Given information:
- Opening Delimiter -
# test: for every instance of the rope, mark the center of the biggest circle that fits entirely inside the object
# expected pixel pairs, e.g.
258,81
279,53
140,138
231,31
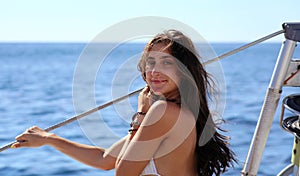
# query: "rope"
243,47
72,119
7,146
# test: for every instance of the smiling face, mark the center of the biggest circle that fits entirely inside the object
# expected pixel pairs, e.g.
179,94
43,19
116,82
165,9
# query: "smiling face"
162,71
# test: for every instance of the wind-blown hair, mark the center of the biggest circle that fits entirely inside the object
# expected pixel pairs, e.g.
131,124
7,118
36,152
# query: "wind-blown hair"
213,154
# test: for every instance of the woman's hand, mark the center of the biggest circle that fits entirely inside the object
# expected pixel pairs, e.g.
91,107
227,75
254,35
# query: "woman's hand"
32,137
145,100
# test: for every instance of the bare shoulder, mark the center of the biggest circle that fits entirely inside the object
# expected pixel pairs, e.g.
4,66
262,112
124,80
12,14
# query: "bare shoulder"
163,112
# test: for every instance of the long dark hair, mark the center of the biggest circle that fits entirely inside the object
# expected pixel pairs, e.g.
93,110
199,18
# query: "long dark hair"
- Closing Delimiter -
- Opening Delimiter -
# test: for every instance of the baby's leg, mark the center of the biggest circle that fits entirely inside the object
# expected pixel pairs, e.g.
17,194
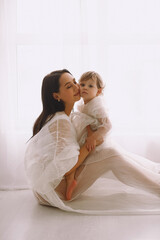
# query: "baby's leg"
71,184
- Closing Delimiter -
- Opening Delimiter -
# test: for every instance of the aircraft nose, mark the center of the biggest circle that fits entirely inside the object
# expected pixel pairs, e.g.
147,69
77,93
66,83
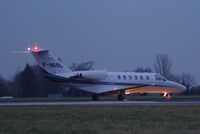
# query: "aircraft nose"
- Closing Delimiter -
Instructions for the task: Provide the count of lines in the data above that include the word "long", with no added text.

Expected answer: 2